Dataset records about object locations
------------------------------------------------------------------------

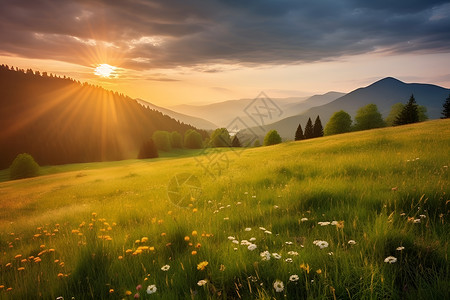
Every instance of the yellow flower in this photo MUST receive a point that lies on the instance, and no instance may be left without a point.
(201, 266)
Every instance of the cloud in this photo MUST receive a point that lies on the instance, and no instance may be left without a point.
(144, 34)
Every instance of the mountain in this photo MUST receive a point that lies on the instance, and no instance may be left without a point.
(384, 93)
(196, 122)
(60, 121)
(223, 113)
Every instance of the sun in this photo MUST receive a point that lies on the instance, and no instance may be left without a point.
(106, 71)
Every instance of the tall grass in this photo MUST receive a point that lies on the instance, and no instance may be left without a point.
(103, 232)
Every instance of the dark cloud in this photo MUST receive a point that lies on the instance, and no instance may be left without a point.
(144, 34)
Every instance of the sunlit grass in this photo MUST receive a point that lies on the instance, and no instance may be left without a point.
(101, 230)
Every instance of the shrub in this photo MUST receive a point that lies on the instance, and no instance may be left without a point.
(23, 166)
(272, 138)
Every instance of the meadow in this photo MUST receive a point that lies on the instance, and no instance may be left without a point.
(363, 215)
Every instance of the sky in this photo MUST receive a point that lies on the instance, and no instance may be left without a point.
(172, 52)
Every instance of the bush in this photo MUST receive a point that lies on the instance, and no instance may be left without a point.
(23, 166)
(193, 139)
(177, 141)
(148, 150)
(272, 138)
(162, 140)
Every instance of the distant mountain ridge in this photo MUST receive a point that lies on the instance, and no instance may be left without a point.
(60, 120)
(222, 113)
(194, 121)
(384, 93)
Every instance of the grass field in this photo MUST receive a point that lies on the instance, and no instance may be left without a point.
(314, 219)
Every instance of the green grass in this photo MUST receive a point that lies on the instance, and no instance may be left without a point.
(374, 183)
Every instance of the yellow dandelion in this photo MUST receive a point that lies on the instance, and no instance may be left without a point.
(201, 266)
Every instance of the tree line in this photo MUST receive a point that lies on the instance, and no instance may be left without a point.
(59, 120)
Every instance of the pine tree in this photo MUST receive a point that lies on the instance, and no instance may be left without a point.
(235, 142)
(409, 114)
(446, 110)
(299, 133)
(318, 128)
(309, 130)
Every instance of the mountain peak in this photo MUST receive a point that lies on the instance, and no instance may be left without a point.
(388, 81)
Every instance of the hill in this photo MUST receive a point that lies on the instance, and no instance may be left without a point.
(359, 215)
(223, 113)
(59, 120)
(384, 93)
(196, 122)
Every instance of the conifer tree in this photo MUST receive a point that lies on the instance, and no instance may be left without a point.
(235, 142)
(318, 128)
(446, 110)
(409, 114)
(299, 133)
(309, 130)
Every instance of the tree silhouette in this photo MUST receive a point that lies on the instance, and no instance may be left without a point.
(309, 130)
(446, 108)
(409, 114)
(299, 133)
(235, 142)
(340, 122)
(368, 117)
(272, 138)
(317, 128)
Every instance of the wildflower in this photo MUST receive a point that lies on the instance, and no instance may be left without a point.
(278, 285)
(390, 259)
(165, 268)
(151, 289)
(245, 243)
(276, 255)
(201, 266)
(321, 244)
(323, 223)
(202, 282)
(252, 247)
(265, 255)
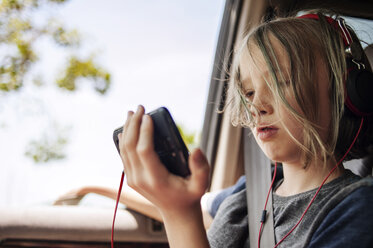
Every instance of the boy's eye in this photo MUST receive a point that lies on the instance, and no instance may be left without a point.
(249, 94)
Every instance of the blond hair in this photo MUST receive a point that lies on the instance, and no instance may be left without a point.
(306, 42)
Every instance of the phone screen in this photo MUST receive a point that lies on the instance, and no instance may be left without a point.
(168, 143)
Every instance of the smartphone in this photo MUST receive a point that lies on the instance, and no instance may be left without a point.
(168, 143)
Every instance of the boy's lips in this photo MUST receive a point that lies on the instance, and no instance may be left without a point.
(265, 132)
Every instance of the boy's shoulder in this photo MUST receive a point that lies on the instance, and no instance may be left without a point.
(348, 221)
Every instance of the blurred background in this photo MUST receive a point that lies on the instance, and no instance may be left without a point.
(70, 71)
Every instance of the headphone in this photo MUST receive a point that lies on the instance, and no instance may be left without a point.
(358, 99)
(359, 80)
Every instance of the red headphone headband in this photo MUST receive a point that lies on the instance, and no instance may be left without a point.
(338, 24)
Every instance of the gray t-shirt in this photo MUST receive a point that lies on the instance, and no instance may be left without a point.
(230, 225)
(288, 210)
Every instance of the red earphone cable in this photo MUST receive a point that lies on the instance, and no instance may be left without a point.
(309, 205)
(264, 214)
(116, 208)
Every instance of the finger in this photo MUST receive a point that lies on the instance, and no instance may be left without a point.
(200, 172)
(145, 148)
(122, 150)
(132, 136)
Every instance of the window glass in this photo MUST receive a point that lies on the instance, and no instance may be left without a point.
(157, 53)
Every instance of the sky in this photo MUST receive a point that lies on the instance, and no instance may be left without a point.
(159, 53)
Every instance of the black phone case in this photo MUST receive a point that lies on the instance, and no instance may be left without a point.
(168, 143)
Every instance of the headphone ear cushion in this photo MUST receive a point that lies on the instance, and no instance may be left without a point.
(359, 86)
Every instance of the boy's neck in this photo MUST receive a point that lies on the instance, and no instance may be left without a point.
(298, 180)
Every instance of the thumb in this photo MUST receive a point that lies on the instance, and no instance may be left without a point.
(200, 171)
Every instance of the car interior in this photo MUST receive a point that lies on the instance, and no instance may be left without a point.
(231, 151)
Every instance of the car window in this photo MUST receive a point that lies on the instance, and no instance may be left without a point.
(156, 53)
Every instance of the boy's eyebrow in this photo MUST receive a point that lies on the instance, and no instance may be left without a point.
(266, 73)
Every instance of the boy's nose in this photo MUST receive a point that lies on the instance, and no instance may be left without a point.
(261, 107)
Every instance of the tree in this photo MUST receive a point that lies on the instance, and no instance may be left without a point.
(21, 28)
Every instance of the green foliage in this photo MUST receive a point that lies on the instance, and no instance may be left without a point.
(191, 139)
(48, 147)
(84, 69)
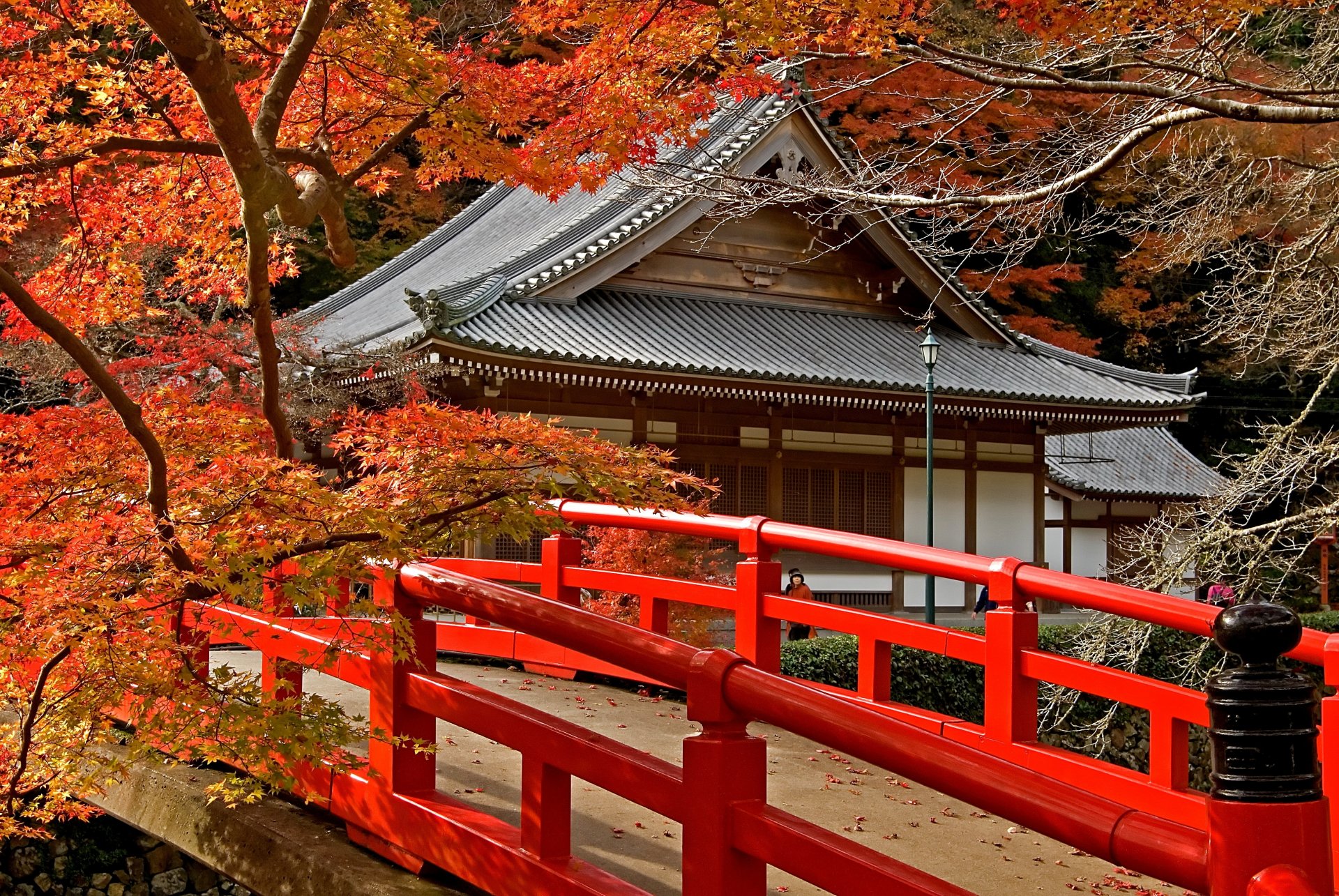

------------------------------------------------------------------------

■ **PROMPT**
How many lines of the material above contain the string "grass", matching case exactly? Reply with only the number.

■ **FINAL ANSWER**
4